[A run of records]
☆ ☆ ☆
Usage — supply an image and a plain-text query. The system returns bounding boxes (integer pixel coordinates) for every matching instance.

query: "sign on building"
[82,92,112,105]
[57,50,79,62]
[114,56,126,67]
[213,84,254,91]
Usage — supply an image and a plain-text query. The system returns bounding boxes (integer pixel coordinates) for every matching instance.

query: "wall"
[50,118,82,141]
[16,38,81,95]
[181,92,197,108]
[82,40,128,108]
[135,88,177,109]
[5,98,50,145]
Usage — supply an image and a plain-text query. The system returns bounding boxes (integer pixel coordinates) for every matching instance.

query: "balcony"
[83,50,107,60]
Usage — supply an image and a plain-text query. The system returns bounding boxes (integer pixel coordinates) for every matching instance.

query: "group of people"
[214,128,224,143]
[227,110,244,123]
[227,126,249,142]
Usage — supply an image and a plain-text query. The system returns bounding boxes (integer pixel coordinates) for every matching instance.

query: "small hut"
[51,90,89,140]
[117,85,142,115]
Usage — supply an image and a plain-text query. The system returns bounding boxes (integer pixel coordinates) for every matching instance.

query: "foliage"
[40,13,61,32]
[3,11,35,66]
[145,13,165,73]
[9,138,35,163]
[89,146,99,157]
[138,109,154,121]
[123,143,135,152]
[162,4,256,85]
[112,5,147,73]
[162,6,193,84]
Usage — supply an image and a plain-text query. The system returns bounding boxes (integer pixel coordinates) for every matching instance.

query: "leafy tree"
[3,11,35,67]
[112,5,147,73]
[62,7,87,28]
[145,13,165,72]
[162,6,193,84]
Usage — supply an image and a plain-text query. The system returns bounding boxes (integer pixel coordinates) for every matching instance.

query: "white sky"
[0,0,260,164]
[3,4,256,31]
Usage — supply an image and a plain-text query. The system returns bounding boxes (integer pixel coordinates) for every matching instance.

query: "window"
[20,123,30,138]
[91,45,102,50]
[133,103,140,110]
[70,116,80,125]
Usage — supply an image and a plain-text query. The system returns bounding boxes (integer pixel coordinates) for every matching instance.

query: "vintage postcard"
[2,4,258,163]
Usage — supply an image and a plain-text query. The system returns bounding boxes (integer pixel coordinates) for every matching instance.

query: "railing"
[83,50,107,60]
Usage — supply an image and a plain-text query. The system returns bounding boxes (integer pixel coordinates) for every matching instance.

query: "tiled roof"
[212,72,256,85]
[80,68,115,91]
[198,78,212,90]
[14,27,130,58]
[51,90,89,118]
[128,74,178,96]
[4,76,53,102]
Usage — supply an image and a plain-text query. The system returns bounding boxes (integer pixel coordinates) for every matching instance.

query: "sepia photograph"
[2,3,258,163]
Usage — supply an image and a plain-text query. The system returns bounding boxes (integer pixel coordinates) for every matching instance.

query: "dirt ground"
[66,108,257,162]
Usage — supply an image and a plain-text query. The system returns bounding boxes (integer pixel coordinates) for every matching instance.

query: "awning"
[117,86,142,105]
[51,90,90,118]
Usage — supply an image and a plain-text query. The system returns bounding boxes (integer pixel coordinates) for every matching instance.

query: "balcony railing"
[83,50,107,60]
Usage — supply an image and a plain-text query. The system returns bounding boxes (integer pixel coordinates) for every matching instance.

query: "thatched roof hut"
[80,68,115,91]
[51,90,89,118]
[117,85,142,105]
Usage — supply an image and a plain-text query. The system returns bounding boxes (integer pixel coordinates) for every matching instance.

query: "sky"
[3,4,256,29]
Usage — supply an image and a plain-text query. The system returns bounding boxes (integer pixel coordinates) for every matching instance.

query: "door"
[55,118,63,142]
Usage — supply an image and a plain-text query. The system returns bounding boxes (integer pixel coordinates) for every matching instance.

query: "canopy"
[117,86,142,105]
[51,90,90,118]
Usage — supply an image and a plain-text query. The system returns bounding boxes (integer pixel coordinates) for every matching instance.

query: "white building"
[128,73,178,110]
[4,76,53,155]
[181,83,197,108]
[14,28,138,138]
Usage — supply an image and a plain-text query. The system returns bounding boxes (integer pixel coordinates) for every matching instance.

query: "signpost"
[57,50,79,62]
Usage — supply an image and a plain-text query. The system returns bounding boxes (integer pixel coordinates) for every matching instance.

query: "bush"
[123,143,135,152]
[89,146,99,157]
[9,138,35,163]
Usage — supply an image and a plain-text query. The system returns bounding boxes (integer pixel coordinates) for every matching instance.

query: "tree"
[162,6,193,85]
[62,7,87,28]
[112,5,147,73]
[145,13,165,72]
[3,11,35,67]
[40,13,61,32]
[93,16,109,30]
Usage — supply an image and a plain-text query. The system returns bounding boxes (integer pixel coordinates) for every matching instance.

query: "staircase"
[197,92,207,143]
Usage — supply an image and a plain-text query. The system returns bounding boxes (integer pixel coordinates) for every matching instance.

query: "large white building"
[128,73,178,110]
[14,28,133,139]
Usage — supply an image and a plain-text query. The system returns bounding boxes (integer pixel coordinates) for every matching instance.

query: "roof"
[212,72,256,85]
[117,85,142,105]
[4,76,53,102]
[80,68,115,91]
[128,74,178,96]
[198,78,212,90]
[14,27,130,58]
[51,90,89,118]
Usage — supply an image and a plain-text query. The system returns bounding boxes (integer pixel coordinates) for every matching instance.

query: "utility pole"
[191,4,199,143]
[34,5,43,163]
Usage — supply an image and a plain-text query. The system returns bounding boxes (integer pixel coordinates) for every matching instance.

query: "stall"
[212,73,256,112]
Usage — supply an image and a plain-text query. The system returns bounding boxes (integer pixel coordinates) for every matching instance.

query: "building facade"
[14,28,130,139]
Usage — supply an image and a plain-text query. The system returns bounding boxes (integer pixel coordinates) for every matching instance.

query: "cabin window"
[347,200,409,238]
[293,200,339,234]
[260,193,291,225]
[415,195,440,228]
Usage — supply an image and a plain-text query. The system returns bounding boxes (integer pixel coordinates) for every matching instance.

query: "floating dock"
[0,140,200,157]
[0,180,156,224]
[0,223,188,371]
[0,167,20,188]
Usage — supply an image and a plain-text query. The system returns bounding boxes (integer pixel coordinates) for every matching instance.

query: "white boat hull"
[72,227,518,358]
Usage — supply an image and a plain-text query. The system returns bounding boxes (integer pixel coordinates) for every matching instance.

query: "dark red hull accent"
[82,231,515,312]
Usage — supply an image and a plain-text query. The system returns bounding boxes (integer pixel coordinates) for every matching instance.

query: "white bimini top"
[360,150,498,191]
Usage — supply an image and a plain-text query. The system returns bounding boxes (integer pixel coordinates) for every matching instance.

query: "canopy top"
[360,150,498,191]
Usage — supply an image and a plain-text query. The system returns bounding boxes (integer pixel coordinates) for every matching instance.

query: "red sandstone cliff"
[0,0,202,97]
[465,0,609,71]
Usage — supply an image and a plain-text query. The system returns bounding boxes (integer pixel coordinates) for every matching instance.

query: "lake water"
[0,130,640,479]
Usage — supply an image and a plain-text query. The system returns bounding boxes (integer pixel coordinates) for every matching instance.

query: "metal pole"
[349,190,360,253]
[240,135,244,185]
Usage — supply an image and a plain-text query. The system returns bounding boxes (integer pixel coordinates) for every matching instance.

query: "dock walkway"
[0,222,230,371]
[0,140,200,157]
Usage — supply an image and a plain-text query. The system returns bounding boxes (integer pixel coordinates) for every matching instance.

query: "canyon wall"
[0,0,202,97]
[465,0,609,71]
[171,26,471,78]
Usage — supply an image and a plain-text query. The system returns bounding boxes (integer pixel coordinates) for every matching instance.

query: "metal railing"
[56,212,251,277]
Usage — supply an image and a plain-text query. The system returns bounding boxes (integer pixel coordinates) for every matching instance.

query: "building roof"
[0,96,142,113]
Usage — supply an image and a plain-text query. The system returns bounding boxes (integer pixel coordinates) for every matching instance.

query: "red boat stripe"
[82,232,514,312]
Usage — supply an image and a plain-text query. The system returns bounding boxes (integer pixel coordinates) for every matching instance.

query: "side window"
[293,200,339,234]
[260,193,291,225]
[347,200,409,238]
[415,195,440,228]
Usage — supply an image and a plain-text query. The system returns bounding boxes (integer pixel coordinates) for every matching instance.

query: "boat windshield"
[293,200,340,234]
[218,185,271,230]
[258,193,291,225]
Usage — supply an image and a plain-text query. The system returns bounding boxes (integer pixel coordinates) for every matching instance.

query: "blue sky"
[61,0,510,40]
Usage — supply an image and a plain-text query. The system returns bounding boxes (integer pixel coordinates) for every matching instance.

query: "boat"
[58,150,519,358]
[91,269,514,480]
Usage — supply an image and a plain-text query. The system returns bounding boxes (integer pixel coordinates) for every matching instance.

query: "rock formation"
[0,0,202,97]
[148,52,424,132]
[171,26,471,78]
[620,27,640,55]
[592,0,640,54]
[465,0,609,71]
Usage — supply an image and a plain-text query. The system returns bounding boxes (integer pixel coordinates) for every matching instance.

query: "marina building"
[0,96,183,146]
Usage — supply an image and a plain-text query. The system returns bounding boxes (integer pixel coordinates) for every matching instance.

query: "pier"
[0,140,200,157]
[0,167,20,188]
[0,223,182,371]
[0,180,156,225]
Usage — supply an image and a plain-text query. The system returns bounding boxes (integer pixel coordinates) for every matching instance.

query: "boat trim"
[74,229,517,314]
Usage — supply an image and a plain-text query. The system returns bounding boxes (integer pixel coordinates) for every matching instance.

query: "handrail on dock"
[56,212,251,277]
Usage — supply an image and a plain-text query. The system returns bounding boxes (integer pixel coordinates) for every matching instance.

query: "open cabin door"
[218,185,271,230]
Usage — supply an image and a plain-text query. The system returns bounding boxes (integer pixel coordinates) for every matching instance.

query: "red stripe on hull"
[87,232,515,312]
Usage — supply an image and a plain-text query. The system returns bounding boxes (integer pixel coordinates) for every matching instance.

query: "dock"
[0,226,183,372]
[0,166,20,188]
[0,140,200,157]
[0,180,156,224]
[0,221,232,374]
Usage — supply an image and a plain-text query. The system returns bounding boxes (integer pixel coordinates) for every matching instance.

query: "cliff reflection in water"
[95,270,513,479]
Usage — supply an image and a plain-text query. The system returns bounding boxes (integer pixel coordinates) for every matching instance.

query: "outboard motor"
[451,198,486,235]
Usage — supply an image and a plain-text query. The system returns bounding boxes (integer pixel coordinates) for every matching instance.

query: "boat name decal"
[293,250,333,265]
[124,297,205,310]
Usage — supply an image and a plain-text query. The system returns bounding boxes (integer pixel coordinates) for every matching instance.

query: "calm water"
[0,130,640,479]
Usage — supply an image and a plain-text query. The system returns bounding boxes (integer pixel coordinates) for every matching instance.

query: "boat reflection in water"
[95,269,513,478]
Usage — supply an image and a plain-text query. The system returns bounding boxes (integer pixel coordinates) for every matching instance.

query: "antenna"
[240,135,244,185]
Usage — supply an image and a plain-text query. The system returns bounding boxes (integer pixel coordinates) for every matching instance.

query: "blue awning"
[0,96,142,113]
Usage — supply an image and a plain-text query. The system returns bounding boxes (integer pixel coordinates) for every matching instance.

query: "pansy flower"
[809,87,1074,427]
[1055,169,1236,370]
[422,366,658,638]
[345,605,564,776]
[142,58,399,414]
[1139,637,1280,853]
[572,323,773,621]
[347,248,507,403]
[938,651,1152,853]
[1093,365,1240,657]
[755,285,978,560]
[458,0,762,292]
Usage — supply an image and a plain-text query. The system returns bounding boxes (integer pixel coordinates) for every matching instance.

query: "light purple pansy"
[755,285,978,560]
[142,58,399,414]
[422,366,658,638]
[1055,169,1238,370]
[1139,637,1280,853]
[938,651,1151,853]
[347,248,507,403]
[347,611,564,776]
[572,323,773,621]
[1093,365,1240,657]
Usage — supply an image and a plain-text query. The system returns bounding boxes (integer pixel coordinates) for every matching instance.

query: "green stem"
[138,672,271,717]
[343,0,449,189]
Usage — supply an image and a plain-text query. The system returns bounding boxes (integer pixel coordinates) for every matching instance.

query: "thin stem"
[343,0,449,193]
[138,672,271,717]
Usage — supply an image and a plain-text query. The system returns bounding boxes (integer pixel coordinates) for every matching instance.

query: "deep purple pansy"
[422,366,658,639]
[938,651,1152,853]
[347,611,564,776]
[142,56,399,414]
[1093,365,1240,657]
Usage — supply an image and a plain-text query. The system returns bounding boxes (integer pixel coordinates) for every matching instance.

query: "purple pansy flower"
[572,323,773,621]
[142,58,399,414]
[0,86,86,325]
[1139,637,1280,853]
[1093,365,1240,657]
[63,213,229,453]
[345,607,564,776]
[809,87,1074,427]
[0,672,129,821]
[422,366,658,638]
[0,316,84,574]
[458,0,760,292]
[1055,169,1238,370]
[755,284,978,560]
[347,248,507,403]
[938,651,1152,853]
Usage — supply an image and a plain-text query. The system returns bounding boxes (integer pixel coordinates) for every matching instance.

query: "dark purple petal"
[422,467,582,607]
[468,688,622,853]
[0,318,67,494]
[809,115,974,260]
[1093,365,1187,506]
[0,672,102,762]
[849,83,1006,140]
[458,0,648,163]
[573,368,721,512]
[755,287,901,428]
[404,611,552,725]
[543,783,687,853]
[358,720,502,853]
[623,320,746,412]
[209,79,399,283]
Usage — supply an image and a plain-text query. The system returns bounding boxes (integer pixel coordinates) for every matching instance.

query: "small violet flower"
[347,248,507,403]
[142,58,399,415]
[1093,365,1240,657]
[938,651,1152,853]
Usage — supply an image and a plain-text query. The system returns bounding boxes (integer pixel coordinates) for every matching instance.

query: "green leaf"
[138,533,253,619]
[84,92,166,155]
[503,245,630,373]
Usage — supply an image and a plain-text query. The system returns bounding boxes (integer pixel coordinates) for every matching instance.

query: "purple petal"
☆ ☆ ☆
_Stated problem_. How many of the lines above contain the word "roof"? Reply with the number alone.

_Written answer_. 4